[Dataset content Boundary: Start]

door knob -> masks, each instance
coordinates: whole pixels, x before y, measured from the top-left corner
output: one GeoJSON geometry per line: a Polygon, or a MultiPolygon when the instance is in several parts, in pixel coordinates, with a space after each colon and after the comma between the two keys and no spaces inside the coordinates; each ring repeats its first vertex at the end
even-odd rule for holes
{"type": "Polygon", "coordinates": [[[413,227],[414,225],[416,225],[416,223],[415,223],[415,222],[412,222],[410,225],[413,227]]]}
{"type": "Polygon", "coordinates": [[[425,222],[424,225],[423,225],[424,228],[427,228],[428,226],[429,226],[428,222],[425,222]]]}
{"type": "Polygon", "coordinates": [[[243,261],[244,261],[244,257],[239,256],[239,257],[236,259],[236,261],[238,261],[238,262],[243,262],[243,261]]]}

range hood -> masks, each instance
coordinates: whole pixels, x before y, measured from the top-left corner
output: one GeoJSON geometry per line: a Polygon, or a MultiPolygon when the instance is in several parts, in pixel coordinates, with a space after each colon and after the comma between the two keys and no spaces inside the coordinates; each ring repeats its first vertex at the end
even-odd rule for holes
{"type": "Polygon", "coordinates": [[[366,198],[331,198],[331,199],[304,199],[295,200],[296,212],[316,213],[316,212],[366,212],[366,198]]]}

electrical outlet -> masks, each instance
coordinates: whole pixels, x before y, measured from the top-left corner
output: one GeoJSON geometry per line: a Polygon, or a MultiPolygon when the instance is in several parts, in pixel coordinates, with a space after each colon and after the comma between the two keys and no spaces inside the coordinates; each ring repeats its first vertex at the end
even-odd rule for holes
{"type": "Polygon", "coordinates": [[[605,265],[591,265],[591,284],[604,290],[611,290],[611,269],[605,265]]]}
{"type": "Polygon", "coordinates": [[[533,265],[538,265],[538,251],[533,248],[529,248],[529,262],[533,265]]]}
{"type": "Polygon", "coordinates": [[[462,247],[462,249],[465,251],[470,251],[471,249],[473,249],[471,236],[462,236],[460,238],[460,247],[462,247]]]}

[Dataset content Boundary: End]

§ **Task details**: For this task, print the records again exactly as they appear.

§ **Reply**:
door knob -> masks, each instance
coordinates: whole pixels, x before y, measured from the top-left corner
output: one GeoJSON geometry per line: a Polygon, or a MultiPolygon when the instance is in several parts, in pixel coordinates, with a space after each colon and after the comma between the two keys and no spaces inside the coordinates; each ring repeats its first vertex at the end
even-odd rule for holes
{"type": "Polygon", "coordinates": [[[413,227],[414,225],[416,225],[416,223],[415,223],[415,222],[412,222],[410,225],[413,227]]]}
{"type": "Polygon", "coordinates": [[[425,222],[424,225],[423,225],[424,228],[427,228],[428,226],[429,226],[428,222],[425,222]]]}
{"type": "Polygon", "coordinates": [[[243,261],[244,261],[244,257],[239,256],[239,257],[236,259],[236,261],[238,261],[238,262],[243,262],[243,261]]]}

range hood -> masks, each instance
coordinates: whole pixels, x before y, measured from the top-left corner
output: one GeoJSON geometry per line: a Polygon, or a MultiPolygon when the instance is in several parts, in pixel coordinates, with a space after each colon and after the comma between the two keys and no spaces inside the coordinates; each ring repeats its first vertex at the end
even-odd rule for holes
{"type": "Polygon", "coordinates": [[[366,198],[331,198],[331,199],[304,199],[295,200],[296,212],[316,213],[316,212],[366,212],[366,198]]]}

electrical outlet -> masks, each instance
coordinates: whole pixels, x before y, measured from the top-left corner
output: one GeoJSON geometry per line: a Polygon, or a MultiPolygon when the instance is in several parts, in pixel coordinates, with a space after each colon and after the comma between the two keys and no spaces inside the coordinates; each ring repeats its first vertex at the end
even-odd rule for holes
{"type": "Polygon", "coordinates": [[[605,265],[591,265],[591,284],[604,290],[611,290],[611,269],[605,265]]]}
{"type": "Polygon", "coordinates": [[[533,265],[538,265],[538,251],[533,248],[529,248],[529,262],[533,265]]]}
{"type": "Polygon", "coordinates": [[[462,247],[462,249],[465,251],[470,251],[471,249],[473,249],[471,236],[462,236],[460,238],[460,247],[462,247]]]}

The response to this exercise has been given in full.